Directive
Copy every line of the listing below verbatim, with no changes.

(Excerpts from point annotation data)
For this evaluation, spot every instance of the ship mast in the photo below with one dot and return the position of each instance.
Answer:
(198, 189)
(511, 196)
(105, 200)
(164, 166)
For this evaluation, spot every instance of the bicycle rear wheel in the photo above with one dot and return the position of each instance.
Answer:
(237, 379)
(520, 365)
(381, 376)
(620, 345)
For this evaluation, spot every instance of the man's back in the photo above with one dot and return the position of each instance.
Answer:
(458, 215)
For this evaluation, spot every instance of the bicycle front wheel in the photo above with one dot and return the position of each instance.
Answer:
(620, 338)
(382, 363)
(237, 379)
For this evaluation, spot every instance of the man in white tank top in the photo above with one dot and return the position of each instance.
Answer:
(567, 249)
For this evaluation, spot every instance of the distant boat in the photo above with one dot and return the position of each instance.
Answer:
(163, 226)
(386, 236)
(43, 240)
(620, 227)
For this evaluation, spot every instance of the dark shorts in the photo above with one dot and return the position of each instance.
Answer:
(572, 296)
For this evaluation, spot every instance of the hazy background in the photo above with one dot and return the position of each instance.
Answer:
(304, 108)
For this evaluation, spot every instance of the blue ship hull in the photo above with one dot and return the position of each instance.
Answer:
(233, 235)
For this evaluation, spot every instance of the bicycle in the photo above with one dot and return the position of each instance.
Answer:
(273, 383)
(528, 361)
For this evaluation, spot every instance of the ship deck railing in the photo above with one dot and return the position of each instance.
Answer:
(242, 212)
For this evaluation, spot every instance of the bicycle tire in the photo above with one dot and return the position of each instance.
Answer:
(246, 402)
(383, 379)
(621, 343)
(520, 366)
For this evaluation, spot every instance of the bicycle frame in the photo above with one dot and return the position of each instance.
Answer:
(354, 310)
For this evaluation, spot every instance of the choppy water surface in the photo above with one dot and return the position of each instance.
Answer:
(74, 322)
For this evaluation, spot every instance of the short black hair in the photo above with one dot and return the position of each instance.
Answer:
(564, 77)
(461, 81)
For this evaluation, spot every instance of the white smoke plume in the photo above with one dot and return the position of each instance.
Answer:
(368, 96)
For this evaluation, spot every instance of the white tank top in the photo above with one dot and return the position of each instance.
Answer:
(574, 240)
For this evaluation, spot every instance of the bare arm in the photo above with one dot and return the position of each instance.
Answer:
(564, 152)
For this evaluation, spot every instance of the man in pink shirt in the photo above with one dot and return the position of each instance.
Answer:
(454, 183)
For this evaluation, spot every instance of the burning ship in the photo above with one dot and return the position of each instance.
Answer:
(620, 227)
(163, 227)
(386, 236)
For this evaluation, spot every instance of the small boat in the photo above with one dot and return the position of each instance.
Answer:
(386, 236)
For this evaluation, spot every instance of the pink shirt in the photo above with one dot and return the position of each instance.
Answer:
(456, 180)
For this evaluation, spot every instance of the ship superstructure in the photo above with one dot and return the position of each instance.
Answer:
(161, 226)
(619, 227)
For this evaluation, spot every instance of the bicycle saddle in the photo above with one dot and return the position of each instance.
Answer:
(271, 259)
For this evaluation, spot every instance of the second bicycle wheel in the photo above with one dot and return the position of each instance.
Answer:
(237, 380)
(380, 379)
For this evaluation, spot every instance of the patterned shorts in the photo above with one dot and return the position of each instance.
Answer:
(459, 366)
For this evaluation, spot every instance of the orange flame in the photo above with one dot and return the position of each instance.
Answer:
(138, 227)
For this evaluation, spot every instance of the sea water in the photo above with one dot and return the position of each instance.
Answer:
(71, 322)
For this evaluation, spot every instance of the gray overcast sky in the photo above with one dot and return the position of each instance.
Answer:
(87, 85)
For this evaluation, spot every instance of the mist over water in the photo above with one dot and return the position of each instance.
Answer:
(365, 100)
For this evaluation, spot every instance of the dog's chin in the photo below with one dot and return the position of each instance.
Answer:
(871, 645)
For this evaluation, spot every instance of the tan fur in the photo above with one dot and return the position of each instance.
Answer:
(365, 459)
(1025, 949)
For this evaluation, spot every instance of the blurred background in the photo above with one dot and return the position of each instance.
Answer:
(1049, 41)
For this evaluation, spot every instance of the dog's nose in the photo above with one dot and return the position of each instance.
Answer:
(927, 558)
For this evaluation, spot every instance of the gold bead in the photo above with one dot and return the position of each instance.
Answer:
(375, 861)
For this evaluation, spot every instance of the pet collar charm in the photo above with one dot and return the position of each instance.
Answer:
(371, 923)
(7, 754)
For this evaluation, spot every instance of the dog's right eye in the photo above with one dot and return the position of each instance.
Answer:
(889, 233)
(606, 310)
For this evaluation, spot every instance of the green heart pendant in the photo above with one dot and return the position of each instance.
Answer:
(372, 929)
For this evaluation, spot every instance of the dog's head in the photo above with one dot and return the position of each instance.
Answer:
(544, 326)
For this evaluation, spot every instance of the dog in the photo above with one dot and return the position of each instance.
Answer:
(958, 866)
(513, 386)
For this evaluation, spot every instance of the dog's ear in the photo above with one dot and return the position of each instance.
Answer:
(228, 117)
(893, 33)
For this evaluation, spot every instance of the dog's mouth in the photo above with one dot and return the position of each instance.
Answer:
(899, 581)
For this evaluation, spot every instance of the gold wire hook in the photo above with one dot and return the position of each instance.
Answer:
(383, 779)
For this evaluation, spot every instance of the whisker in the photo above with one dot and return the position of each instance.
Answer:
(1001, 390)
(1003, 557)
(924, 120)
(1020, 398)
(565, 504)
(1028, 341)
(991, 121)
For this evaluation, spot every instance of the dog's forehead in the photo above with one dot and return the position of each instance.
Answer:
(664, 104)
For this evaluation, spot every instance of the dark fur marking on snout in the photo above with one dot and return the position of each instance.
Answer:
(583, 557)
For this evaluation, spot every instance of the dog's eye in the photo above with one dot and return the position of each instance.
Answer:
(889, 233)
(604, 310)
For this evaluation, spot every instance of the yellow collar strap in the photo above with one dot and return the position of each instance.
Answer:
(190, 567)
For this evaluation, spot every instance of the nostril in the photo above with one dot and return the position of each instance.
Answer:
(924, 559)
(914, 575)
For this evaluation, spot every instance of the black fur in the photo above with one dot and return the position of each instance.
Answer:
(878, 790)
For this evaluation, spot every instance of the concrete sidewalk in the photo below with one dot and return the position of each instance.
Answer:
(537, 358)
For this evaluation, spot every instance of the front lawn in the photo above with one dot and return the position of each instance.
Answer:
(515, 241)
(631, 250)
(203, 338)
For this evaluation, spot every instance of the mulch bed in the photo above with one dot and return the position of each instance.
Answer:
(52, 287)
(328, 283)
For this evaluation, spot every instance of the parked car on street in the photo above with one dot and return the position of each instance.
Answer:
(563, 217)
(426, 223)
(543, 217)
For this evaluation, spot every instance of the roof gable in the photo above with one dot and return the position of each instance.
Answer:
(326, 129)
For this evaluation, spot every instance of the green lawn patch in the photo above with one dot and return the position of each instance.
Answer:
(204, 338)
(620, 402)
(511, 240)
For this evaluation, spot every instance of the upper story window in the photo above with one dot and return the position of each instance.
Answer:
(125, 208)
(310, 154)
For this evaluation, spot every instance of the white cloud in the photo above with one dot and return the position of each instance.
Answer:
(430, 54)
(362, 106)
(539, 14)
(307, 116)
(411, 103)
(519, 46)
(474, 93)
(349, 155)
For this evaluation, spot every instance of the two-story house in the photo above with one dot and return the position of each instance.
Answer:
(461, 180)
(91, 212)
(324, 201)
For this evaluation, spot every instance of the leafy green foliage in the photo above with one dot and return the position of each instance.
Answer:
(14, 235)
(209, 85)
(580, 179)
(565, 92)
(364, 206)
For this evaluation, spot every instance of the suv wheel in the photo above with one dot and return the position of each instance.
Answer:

Exercise answer
For this evaluation, spot every instance of the ship mast in the photo below with one dot and return the position of each instance.
Answer:
(198, 189)
(511, 196)
(105, 200)
(164, 166)
For this evaluation, spot every instance of the bicycle rear wheel in the photo above with one dot and return the position of each instance.
Answer:
(237, 379)
(520, 365)
(381, 376)
(620, 345)
For this evaluation, spot every instance of the man's back in the photo above with one dot and return the position of each instance.
Answer:
(458, 215)
For this evaluation, spot every instance of the bicycle front wheel in the photo above with one dot and return the position of each instance.
Answer:
(620, 338)
(382, 363)
(237, 379)
For this evaluation, spot every instance of the man in white tank top in the photo above with one dot and return the position of each instance.
Answer:
(567, 249)
For this evaluation, spot every instance of the distant boat in the photo above with one dot and return the position of each instance.
Answer:
(163, 226)
(386, 236)
(43, 240)
(620, 227)
For this evaluation, spot every instance of the dark shorts in the photo above with one dot and return the position of each instance.
Answer:
(572, 296)
For this evaluation, spot every instance of the hazy background in the photo above with one dot and return the position of each instance.
Answer:
(304, 108)
For this evaluation, spot every instance of the blue ship hull in the photo above with one dot and return the position of each instance.
Answer:
(233, 235)
For this evaluation, spot every instance of the bicycle in the photo above with one dot and return the position of each instance.
Answer:
(273, 383)
(528, 361)
For this evaluation, spot every instance of the ship deck railing in the photo above with one dot and return the position of each instance.
Answer:
(242, 212)
For this evaluation, spot every instance of the bicycle tire in the photo above with one dot and return the position of each instance.
Answer:
(246, 402)
(383, 379)
(621, 343)
(520, 366)
For this evaluation, spot every instance of the bicycle frame in the photo above with one dot and return the position of each instance.
Answer:
(354, 310)
For this evaluation, spot every instance of the choppy water surface in the photo above with one dot and return the position of each instance.
Answer:
(74, 322)
For this evaluation, spot every instance of the short black hair in the photo above with one dot and return the position of each instance.
Answer:
(564, 77)
(461, 81)
For this evaluation, spot every instance of the white smoke plume in the photo above with one dot and return the position of each instance.
Answer:
(368, 96)
For this evaluation, spot every instance of the white tank top in the photo above with one dot and return the position of each instance.
Answer:
(574, 240)
For this evaluation, spot every instance of the bare arm in the photo above with one dot and return the position of each instance.
Answer:
(564, 152)
For this evaluation, spot every instance of the man in pink shirt in the photo above with one dot and return the position of each instance.
Answer:
(454, 183)
For this evaluation, spot every instance of the burning ship in the photo above with one dot and return the position of each instance.
Answer:
(620, 227)
(163, 227)
(386, 236)
For this evaluation, spot every instance of the small boat in the photo above with one dot and return the position of each instance.
Answer:
(386, 236)
For this evaluation, spot every instance of the pink shirt in the photo above with one dot and return the position of each instance.
Answer:
(456, 180)
For this evaluation, spot every instance of the ship superstructure in the photo above with one dot and return the position of each instance.
Answer:
(161, 226)
(619, 227)
For this evaluation, spot every instance of the bicycle saddle in the photo above with one dot and return the position of each instance.
Answer:
(271, 259)
For this evaluation, spot every instance of the second bicycle wheel in the photo above with one dot and return the position of each instance.
Answer:
(237, 380)
(380, 379)
For this evaluation, spot every instance of the patterned shorts in the photo above with one dot and return the position of each instance.
Answer:
(459, 366)
For this evaluation, spot every instance of the orange flame in the photo above with one dot and return the position of each instance.
Answer:
(138, 227)
For this evaluation, spot every instance of the sea water in the photo above with one dot and return the position of each instance.
Answer:
(71, 322)
For this evaluation, spot every instance of the gray overcast sky in the photo above with one dot and return the position of each instance.
Answer:
(87, 85)
For this evaluation, spot every instance of the mist over water in the photo above with one dot and return the position of each instance.
Answer:
(365, 100)
For this evaluation, spot every instance of the dog's chin in the photo below with one dot and return the position of each instance.
Answer:
(871, 645)
For this evaluation, spot every instance of the tan fur in the photo above with one dot and return the position of each instance.
Answer:
(365, 459)
(1025, 949)
For this evaluation, spot every instance of the blurred background in the photo above with one dot and return the position of each instance.
Answer:
(1049, 41)
For this evaluation, spot every instance of the dog's nose in the photo above with one dot and return the position of each instance.
Answer:
(927, 558)
For this evaluation, spot every instance of the gold bead in the photo above with one dot and return the position of each instance.
Answer:
(375, 861)
For this evaluation, spot every instance of the pet collar charm in the photo above with one dot and return the position of each instance.
Answer:
(371, 923)
(7, 754)
For this evaluation, spot every instance of the dog's right eye in the photo above with one dot and return the position of each instance.
Answer:
(889, 233)
(606, 310)
For this evaluation, spot every instance of the green heart pendant in the photo above with one dot and return the position of each instance.
Answer:
(372, 929)
For this evaluation, spot every instance of the dog's head in the photo above with one dot and return the position of each instance.
Answer:
(544, 326)
For this evaluation, spot every instance of the dog in the photo above with one dot and return the position of each instance.
Answer:
(958, 866)
(513, 386)
For this evaluation, spot every instance of the dog's ear in the photo above with one dot and return the position of each instance.
Answer:
(228, 117)
(893, 33)
For this evaluation, spot every instance of the dog's mouth in the photo above with one dot and return the position of each instance.
Answer:
(899, 581)
For this evaluation, spot every instance of the gold wire hook in the photo above with one dot and return the position of each instance.
Answer:
(383, 779)
For this evaluation, spot every instance of the whisker in the photo above with one dot and return the position of each instance.
Answer:
(1001, 390)
(1003, 557)
(924, 120)
(1020, 398)
(565, 504)
(1028, 341)
(991, 121)
For this evaluation, spot every instance of the dog's forehead in the photo above with one dot and return the position of each instance.
Answer:
(664, 104)
For this evaluation, spot every instance of the dark fur marking on snout in the photo above with one dot and return the position of each instance.
Answer:
(583, 557)
For this evaluation, spot every instance of the dog's eye in the photo above with one dot and return the position of each instance.
Answer:
(889, 233)
(604, 310)
For this evaluation, spot every instance of the yellow collar strap in the photo above with one dot and return the position of each instance.
Answer:
(190, 567)
For this evaluation, spot every instance of the nostril in the photo above with one dot and return the position of each instance.
Answer:
(924, 559)
(914, 575)
For this evaluation, spot every instance of the black fur in the photo above with one dot and return the position of each instance.
Answer:
(878, 790)
For this evaluation, spot every instance of the concrete sidewalk in the photo below with one dot and return the position of each instance.
Answer:
(537, 358)
For this evaluation, spot every instance of the front lawn in the photo above with one dot and return the position of each instance.
Answer:
(515, 241)
(631, 250)
(203, 338)
For this evaluation, spot every instance of the mulch bed in the photo above with one dot and return the position of each instance.
Answer:
(52, 287)
(328, 283)
For this evaluation, spot every instance of the parked car on street in the photo above with one dot and return the position of each instance.
Answer:
(563, 217)
(426, 223)
(543, 217)
For this evaluation, spot every instance of the roof gable in the photo above with one dot and return the position of each instance.
Answer:
(326, 129)
For this evaluation, spot every instance of the green lawn patch in the photo above with one dot and return the position of each instance.
Answer:
(204, 338)
(620, 402)
(511, 240)
For this evaluation, spot every instance of the upper story window in the photo above with one dot and return the position of each instance.
Answer:
(125, 208)
(310, 154)
For this evaluation, spot every instance of the white cloud in the photo above with one dot and return the position of each instance.
Answer:
(430, 54)
(362, 106)
(539, 14)
(307, 116)
(411, 103)
(519, 46)
(474, 93)
(349, 155)
For this evaluation, spot every instance of the two-story house in the photo above with one dot and return the position of each instance.
Answer:
(461, 180)
(91, 212)
(324, 201)
For this evaluation, spot every instance of the leafy green foliage in the photo above with one dot and return the position of each instance.
Answer:
(14, 235)
(209, 85)
(580, 179)
(565, 92)
(364, 206)
For this evaluation, spot every instance of the suv wheel in the photo above with one dot and return the position of each instance.
Answer:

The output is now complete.